Content starts

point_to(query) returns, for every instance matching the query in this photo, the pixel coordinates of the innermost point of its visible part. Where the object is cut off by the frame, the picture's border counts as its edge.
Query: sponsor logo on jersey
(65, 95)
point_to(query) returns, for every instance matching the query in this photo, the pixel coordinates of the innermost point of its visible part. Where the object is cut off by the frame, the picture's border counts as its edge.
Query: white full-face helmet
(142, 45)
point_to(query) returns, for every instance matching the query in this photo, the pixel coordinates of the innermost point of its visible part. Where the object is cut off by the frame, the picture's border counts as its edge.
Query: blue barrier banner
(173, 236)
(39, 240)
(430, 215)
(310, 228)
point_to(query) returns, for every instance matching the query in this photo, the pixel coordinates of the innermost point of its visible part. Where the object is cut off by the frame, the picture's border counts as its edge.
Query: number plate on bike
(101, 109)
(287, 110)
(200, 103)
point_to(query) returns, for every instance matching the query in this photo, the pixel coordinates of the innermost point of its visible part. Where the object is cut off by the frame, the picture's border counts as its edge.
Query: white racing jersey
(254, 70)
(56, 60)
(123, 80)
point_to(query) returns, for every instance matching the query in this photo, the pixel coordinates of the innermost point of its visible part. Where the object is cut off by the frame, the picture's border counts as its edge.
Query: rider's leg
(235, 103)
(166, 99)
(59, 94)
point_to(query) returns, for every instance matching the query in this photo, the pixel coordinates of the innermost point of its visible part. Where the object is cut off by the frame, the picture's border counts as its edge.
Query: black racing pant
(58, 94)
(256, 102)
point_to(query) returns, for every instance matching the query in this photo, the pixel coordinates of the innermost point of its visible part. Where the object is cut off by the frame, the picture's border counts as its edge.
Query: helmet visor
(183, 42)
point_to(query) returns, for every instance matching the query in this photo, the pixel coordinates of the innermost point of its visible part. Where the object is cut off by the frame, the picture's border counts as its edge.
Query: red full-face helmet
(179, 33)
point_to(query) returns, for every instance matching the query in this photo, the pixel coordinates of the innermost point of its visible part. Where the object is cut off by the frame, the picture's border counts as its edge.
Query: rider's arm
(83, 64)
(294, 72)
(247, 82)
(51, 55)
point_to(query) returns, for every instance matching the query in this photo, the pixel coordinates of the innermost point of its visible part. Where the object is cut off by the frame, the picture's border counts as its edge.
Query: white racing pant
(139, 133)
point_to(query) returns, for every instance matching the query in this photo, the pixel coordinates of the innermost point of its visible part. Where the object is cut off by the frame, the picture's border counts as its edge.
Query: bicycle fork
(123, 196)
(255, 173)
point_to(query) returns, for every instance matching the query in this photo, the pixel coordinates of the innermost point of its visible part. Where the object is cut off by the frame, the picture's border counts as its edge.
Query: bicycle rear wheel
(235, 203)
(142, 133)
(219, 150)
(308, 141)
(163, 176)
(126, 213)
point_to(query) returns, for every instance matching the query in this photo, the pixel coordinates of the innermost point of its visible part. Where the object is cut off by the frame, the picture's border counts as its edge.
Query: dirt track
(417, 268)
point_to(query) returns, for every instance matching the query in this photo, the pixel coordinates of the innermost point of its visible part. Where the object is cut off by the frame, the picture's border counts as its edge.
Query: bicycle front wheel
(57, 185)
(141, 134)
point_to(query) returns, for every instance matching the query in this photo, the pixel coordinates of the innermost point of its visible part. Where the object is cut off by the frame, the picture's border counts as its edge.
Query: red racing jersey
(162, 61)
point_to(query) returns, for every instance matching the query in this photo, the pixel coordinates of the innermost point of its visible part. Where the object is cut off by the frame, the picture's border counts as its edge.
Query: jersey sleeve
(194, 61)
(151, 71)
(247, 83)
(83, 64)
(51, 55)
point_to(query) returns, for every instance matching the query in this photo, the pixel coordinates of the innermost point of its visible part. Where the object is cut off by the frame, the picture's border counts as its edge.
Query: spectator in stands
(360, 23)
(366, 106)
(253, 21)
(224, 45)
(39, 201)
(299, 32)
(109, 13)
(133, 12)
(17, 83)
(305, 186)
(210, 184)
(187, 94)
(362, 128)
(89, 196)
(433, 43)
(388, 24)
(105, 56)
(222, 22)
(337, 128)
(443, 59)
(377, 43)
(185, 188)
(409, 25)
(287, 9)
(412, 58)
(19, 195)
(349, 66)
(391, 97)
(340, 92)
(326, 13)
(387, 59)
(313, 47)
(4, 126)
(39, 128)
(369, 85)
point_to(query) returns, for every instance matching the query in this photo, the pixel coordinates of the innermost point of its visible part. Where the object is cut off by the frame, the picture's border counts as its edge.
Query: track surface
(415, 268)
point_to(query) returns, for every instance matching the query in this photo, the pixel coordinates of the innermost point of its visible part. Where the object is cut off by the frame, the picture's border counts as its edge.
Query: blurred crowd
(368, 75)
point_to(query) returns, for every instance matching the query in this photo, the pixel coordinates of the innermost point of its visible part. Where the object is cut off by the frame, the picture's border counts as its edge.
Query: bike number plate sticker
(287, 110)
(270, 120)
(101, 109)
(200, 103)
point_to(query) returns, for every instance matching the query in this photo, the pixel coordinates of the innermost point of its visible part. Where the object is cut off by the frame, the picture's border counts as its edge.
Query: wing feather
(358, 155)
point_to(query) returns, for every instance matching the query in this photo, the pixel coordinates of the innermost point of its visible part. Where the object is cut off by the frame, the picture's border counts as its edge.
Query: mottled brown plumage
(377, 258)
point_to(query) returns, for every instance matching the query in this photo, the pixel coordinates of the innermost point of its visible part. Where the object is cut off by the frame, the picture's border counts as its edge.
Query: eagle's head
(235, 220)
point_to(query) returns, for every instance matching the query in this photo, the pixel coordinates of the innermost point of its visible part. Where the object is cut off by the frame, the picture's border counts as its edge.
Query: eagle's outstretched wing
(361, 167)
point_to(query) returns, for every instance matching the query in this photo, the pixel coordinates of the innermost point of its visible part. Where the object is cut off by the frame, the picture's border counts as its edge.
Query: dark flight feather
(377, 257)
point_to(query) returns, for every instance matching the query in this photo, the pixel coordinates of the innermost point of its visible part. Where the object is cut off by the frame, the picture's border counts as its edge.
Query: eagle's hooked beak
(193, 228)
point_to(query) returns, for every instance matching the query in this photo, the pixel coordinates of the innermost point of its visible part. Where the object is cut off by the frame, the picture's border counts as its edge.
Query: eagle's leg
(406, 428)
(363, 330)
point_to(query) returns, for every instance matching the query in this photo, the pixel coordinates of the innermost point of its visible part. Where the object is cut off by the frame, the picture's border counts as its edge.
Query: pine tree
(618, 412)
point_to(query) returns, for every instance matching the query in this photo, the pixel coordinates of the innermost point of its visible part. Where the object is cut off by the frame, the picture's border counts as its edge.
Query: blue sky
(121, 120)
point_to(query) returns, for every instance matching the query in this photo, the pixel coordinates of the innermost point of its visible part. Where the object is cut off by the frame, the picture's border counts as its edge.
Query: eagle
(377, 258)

Content ends
Content starts

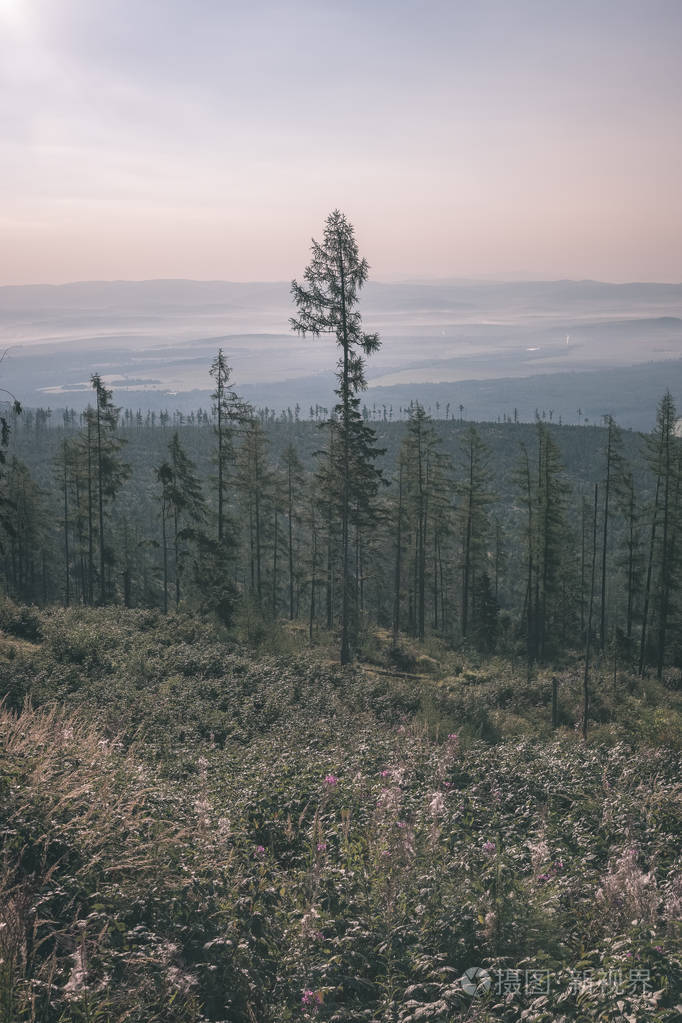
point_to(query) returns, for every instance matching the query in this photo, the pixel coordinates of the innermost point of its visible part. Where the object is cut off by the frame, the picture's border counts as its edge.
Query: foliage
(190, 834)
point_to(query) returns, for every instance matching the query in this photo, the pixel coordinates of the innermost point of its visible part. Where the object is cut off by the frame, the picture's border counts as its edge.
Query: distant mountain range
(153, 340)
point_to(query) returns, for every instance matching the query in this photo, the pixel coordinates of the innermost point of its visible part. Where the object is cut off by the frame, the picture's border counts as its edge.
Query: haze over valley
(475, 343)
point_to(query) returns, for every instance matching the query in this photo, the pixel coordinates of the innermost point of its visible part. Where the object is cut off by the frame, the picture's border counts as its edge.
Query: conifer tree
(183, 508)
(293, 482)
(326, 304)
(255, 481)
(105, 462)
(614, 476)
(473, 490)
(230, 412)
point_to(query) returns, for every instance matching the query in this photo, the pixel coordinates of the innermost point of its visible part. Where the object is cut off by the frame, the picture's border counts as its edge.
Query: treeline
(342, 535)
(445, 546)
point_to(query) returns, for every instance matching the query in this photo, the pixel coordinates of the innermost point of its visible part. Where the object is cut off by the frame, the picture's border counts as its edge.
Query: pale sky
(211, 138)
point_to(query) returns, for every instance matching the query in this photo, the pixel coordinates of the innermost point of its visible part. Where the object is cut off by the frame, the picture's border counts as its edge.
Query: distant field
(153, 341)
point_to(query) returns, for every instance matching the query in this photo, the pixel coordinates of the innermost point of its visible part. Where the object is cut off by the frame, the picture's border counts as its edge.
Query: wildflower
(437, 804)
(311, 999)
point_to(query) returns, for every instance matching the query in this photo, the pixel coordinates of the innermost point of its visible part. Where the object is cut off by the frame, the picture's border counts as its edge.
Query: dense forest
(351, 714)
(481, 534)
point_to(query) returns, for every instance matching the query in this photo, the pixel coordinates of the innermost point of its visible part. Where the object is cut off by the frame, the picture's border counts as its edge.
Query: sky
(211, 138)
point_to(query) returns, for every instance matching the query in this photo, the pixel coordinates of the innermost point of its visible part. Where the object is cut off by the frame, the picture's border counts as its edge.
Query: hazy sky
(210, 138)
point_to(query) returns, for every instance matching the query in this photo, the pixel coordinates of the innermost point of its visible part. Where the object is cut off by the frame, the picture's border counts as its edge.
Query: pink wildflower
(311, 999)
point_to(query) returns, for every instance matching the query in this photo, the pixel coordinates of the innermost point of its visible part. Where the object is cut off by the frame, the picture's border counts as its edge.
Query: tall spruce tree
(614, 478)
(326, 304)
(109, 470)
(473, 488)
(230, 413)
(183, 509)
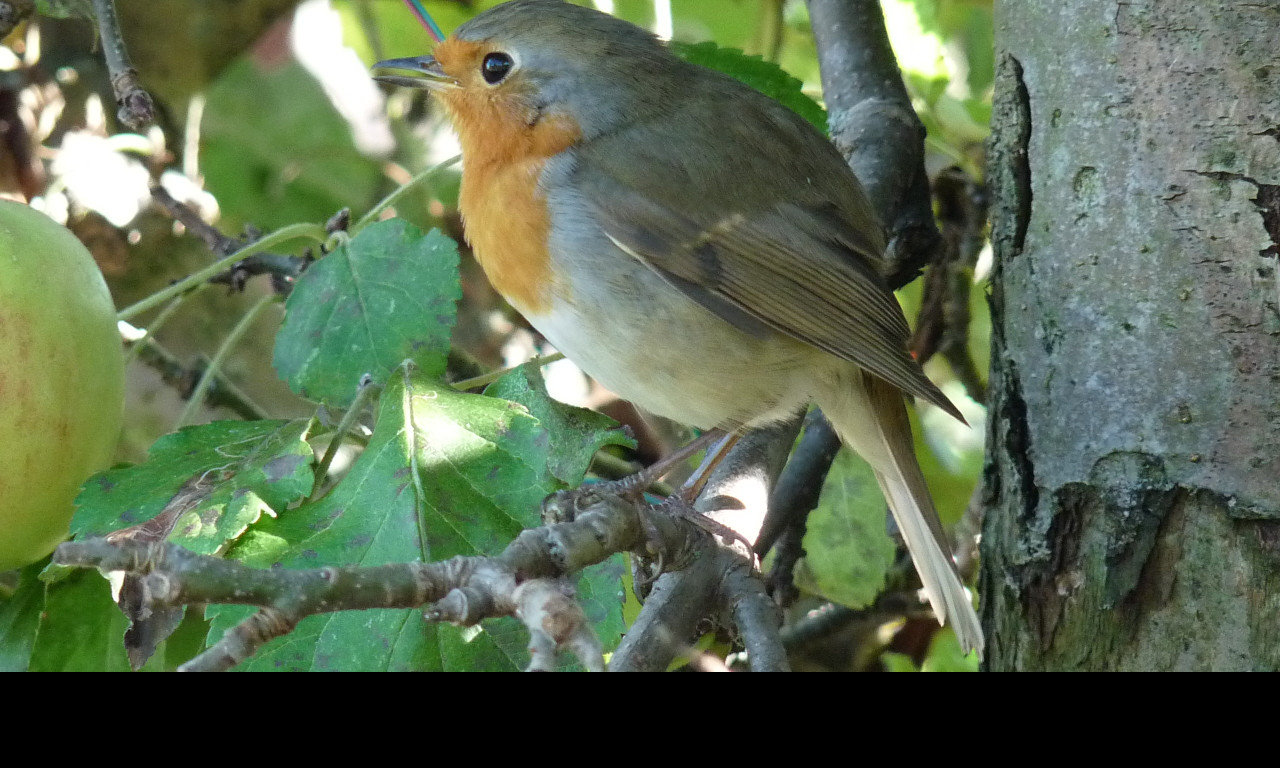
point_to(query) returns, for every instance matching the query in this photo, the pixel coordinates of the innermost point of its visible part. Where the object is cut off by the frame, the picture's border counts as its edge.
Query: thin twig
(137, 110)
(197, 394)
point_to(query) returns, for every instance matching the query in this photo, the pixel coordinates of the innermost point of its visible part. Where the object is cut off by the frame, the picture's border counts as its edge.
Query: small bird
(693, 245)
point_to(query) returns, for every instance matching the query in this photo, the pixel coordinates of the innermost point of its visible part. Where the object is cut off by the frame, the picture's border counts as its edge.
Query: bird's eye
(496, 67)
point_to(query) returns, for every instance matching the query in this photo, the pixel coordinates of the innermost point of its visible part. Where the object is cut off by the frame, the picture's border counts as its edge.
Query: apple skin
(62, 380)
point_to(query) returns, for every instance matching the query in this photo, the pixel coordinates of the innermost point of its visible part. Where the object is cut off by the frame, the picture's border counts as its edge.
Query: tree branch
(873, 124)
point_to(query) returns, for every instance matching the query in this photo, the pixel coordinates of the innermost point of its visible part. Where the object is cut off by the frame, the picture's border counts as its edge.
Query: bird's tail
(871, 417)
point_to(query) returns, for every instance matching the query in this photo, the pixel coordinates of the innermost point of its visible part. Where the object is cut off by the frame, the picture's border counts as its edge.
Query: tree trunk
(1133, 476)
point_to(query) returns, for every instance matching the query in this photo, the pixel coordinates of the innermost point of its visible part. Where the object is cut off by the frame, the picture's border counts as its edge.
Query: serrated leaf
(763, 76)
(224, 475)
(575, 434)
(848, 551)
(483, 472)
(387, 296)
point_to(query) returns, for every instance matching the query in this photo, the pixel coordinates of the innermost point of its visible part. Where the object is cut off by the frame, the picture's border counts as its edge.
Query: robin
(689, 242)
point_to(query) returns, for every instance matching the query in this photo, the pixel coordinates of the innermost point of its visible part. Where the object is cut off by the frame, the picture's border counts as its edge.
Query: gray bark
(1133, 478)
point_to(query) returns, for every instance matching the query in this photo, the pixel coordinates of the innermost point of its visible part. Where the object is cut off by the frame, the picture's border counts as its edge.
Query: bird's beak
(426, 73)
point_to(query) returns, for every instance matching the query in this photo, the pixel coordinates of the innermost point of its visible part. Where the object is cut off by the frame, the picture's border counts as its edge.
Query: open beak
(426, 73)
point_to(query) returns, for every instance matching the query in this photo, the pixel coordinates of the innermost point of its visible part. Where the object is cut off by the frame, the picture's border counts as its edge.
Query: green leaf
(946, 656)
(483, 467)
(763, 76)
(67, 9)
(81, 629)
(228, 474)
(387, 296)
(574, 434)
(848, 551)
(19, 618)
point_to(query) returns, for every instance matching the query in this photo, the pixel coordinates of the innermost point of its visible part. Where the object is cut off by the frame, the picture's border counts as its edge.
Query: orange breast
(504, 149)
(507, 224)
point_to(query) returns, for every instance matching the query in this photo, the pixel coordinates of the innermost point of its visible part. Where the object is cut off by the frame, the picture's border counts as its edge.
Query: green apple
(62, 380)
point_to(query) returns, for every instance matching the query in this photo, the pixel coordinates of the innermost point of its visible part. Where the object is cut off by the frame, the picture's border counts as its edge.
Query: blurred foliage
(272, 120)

Content ends
Content starts

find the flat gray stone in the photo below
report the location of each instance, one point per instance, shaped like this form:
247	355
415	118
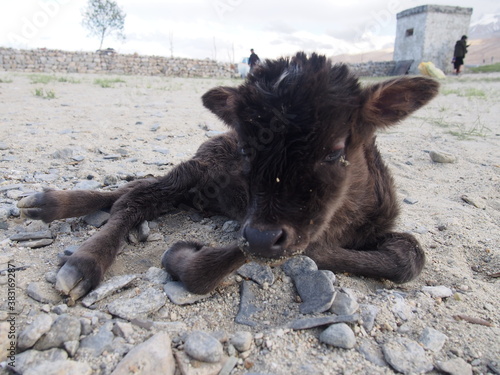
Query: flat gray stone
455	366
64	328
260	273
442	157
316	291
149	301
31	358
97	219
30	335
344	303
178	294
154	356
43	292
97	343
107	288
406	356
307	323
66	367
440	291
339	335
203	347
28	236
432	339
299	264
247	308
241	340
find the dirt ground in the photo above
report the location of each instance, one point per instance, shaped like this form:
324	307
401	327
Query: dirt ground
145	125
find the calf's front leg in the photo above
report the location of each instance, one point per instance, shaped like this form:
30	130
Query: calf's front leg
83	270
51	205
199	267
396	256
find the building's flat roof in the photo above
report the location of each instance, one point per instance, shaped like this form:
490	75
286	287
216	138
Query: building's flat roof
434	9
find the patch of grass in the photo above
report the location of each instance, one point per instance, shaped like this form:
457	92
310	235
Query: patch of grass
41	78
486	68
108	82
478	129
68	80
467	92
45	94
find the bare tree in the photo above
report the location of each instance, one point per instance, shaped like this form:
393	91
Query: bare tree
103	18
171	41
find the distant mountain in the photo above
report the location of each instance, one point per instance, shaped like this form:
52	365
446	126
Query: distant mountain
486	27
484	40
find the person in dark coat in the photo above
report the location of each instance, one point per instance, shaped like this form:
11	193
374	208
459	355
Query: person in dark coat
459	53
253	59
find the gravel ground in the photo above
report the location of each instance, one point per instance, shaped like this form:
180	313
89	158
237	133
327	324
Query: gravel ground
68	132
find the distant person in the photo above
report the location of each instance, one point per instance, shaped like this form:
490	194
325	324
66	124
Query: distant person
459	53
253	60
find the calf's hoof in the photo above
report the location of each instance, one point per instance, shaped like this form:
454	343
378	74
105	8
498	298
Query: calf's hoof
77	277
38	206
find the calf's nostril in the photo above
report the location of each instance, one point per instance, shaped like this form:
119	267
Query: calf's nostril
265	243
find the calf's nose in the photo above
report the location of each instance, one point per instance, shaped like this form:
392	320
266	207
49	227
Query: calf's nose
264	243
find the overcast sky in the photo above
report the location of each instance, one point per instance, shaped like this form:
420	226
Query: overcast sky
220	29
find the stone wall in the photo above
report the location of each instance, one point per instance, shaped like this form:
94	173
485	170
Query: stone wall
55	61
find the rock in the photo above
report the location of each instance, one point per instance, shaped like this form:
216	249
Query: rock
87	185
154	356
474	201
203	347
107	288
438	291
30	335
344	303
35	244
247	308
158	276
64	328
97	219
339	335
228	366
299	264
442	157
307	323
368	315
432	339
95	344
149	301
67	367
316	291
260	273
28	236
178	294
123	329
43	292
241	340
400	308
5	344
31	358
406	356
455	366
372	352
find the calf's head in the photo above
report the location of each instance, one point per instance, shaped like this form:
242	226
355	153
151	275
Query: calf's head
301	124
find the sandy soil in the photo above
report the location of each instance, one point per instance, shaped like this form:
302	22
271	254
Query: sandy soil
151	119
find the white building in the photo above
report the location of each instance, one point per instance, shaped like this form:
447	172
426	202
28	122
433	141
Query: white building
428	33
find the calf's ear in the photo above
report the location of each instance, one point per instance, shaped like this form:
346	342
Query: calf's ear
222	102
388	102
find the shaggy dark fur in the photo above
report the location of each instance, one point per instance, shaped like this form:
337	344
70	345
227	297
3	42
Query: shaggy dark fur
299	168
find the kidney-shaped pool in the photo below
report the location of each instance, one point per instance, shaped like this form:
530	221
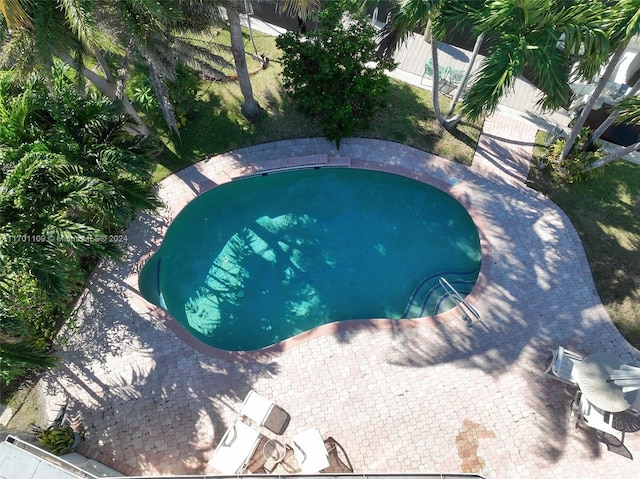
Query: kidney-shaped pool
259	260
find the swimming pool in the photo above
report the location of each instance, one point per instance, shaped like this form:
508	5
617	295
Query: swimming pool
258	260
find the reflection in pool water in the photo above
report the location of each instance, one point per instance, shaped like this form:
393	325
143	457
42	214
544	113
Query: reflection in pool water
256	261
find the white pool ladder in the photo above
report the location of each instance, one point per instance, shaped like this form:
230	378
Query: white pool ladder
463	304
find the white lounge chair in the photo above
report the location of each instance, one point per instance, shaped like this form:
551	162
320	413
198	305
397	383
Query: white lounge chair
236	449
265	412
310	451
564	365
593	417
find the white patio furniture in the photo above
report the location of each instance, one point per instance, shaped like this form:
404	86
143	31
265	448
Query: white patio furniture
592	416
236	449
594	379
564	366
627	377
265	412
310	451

Content ends

_What the task asks_. Your copy should hold the lines from the one with "Query: sandy soil" up to and including the one with "find the white patio", exactly as in the data above, and no pictures.

_Written response_.
Query: sandy soil
151	119
find the white building in the photo above
report the location of each instance, one point per instance, shaped like this form:
447	172
426	202
28	122
433	141
Query: white building
428	33
find the calf's ear in the photo above
report the location of each instance, one point per instance, shaped like this form:
346	342
Query: calf's ear
222	102
388	102
find the shaggy dark fur in the photo above
report the location of each instance, one point per instance, shaped like this form:
337	344
70	345
227	297
3	42
Query: shaggy dark fur
299	168
find the kidney-shaped pool in the photo below
report the location of each instance, one point per instance, shaped like this form:
530	221
Query: kidney-shaped pool
259	260
find the swimming pool in the photo above
report the location of each instance, one point per instance, shaped like this form:
508	5
617	295
Query: swimming pool
258	260
find the reflection in pool water in the photo above
report the location of each instance, one point per instance, shaped like this form:
393	325
143	457
42	214
544	113
Query: reflection in pool water
256	261
find the white pool ladder in the photo above
report the location of each instance, one point per instance, shaped like this form:
230	378
Query: white pool ladder
463	304
find the white lounge chair in the photo above
report the location of each instance, one point per instance, shaped like this form:
551	162
320	413
198	305
397	383
Query: white lounge chair
236	449
265	412
310	451
564	365
593	417
find the white patio furniture in the photo above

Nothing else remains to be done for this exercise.